**EXERCISE PROMPT**
Report every line in the entries below that contains the string "trace", matching case exactly.

[Entries drawn from a collection]
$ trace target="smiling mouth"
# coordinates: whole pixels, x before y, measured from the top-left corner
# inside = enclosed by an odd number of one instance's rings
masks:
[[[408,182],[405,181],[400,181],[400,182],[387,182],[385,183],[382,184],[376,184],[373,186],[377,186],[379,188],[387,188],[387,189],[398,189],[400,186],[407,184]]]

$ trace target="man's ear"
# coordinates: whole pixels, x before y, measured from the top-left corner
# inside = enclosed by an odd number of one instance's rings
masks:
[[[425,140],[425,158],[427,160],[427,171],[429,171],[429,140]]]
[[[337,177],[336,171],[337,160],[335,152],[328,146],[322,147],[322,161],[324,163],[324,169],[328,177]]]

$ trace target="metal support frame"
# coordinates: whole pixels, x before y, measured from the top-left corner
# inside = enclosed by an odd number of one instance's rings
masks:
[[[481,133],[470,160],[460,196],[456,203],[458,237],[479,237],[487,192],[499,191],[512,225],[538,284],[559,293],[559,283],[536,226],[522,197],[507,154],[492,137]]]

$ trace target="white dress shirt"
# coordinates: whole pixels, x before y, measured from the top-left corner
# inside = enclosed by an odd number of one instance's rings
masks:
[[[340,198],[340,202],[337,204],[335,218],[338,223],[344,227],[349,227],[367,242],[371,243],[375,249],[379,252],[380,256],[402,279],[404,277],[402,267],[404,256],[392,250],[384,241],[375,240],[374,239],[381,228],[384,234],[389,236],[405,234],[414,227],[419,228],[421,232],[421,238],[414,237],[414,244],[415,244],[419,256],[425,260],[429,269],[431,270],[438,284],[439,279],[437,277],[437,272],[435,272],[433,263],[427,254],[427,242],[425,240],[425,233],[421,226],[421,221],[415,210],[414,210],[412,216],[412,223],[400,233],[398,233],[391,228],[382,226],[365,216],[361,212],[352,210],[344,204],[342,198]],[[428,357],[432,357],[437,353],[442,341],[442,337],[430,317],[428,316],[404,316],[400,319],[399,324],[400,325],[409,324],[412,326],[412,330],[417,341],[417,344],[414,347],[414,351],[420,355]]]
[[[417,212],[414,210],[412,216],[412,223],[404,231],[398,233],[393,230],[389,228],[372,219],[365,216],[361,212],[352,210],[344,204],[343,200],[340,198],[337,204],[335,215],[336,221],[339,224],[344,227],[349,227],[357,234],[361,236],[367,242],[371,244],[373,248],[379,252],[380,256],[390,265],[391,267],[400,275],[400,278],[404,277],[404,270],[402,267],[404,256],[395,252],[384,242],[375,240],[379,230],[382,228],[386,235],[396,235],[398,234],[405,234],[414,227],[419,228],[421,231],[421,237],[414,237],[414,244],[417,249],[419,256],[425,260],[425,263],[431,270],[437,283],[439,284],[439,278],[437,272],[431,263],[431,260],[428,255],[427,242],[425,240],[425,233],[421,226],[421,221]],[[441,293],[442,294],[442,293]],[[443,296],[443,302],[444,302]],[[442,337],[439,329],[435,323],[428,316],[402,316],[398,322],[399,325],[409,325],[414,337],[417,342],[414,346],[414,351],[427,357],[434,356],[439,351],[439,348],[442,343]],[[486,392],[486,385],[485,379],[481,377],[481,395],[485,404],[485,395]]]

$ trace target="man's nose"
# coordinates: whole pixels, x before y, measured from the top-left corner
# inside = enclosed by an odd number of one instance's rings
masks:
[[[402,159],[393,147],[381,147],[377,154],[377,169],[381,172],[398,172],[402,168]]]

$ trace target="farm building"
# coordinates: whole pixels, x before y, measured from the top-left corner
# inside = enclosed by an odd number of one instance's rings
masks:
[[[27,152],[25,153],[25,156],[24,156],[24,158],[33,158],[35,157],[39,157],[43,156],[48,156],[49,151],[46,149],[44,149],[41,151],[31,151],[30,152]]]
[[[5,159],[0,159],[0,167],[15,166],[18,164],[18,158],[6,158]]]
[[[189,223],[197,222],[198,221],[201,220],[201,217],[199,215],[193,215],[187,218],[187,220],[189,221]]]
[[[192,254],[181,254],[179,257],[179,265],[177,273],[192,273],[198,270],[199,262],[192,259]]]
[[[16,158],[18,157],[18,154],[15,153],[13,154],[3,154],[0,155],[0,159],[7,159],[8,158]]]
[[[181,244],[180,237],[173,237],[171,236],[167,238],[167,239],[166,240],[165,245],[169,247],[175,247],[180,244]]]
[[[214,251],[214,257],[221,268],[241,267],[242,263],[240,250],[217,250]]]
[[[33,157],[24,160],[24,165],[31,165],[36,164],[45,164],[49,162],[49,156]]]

**RESPONSE TO THE TASK**
$ trace target="smiling mouth"
$ trace target="man's ear"
$ trace target="metal support frame"
$ trace target="white dress shirt"
$ trace target="man's nose"
$ trace target="farm building"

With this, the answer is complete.